[Stored data]

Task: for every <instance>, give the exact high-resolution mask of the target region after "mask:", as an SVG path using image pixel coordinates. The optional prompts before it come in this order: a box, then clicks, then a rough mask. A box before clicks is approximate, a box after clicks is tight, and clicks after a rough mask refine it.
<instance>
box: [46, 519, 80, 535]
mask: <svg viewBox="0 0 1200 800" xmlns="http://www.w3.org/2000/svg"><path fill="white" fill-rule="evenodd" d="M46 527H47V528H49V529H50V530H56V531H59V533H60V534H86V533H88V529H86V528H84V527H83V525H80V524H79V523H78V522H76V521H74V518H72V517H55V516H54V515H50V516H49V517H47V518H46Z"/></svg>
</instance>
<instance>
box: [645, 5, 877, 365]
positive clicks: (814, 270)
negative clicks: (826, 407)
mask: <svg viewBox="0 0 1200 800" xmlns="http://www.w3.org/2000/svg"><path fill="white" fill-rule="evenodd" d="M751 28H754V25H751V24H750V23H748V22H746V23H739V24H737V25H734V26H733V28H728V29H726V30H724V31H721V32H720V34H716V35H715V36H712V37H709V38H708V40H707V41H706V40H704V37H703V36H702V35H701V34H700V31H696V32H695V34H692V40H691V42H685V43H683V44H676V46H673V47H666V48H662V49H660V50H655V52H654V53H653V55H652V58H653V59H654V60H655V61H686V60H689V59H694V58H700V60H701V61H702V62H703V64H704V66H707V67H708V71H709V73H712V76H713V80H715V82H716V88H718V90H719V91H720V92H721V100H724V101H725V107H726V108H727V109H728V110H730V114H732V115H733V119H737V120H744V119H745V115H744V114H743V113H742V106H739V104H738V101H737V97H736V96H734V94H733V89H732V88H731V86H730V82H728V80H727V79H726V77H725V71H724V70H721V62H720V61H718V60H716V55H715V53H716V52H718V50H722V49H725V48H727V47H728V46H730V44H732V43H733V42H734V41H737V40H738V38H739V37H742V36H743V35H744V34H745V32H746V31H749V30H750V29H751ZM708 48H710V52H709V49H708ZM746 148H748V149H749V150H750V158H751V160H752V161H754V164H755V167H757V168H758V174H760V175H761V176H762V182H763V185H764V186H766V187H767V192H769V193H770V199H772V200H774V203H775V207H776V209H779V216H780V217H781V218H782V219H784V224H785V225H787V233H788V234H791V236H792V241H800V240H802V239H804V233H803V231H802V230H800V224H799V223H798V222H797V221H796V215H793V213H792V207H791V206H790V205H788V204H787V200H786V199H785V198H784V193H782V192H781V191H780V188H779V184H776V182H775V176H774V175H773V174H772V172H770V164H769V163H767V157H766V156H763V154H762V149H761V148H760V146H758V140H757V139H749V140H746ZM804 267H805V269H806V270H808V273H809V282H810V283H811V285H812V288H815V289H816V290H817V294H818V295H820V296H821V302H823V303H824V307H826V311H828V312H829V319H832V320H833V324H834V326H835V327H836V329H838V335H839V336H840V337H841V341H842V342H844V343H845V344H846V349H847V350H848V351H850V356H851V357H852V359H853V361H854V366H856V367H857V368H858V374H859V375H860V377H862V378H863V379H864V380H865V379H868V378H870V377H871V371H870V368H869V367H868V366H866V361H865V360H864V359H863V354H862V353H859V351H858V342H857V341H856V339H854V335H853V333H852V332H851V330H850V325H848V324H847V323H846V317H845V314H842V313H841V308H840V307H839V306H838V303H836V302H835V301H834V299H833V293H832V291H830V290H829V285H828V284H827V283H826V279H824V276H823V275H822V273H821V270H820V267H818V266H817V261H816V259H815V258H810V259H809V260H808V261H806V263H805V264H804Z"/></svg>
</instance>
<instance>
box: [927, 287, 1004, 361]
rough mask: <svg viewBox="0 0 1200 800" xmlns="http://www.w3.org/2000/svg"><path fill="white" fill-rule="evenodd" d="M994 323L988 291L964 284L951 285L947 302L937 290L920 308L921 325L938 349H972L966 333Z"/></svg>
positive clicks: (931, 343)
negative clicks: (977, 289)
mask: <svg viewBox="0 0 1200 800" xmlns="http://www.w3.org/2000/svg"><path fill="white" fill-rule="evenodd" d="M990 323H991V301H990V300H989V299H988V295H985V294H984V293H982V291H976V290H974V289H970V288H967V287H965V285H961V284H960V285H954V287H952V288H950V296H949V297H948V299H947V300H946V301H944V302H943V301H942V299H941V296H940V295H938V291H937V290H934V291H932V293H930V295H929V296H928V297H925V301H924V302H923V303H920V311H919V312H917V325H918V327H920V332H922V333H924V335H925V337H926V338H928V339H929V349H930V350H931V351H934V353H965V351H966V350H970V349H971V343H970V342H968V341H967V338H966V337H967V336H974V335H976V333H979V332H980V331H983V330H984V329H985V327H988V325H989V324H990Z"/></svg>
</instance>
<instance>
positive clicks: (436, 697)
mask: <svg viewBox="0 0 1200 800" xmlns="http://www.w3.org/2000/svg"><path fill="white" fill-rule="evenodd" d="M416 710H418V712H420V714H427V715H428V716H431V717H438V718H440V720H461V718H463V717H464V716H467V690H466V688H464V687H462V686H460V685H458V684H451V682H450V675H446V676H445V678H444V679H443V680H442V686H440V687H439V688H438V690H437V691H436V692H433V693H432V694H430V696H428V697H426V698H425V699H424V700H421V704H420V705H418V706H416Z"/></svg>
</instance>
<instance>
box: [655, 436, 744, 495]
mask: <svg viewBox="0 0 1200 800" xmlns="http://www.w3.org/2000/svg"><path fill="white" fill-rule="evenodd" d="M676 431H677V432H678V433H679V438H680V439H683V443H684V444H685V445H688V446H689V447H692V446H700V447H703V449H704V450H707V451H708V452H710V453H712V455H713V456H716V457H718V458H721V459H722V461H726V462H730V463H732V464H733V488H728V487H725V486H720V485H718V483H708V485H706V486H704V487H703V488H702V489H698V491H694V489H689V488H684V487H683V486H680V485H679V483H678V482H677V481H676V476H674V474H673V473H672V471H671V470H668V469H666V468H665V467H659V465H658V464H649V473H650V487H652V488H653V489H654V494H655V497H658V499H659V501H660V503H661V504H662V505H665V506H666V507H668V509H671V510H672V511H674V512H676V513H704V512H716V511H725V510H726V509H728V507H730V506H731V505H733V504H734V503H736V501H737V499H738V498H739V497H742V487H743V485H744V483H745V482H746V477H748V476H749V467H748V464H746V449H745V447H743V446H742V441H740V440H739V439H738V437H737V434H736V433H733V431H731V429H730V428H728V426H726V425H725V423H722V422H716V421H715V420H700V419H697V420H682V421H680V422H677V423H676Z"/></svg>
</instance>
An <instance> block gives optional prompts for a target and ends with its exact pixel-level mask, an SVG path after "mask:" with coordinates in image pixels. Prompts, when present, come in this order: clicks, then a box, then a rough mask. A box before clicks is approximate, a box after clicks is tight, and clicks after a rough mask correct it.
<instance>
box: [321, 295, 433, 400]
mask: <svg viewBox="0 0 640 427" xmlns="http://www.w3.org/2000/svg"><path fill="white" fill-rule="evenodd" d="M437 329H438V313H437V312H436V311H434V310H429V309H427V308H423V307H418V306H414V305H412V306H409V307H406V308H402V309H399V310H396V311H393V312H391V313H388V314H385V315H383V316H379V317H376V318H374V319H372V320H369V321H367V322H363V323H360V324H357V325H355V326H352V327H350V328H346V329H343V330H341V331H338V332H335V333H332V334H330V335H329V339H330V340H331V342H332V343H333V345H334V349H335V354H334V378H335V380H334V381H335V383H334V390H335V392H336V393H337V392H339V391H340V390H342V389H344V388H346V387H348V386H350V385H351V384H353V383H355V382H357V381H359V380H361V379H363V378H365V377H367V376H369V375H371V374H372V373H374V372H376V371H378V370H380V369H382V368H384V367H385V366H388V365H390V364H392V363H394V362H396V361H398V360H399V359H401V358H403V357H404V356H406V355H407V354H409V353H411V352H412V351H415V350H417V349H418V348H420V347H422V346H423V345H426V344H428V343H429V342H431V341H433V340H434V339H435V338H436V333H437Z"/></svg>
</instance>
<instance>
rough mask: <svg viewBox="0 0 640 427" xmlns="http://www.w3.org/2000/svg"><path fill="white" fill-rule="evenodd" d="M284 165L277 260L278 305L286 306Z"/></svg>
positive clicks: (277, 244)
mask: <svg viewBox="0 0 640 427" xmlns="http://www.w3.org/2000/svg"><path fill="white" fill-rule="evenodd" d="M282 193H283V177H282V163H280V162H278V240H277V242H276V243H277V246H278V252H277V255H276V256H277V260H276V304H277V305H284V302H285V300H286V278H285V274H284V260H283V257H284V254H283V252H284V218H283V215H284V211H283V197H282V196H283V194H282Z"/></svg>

▶ EXERCISE DESCRIPTION:
Which lines above include "image"? Show each of them by copying it.

▶ EXERCISE RESULT:
Task: for every <instance>, give the exact high-resolution mask of the target region after "mask:", as an SVG path using image pixel coordinates. The optional prompts before it come in this order: a box, then clicks, then a rough mask. A box before clicks is approximate, a box after clicks is tight, and clicks after a rough mask refine it.
An <instance> block gives optional prompts for a target and ends with its exact pixel-level mask, an SVG path after "mask:" with coordinates in image pixels. Prompts, when present, come in this order: clicks, then a box, then a rough mask. A box before clicks is approximate, a box after clicks is tight, and clicks after a rough mask correct it.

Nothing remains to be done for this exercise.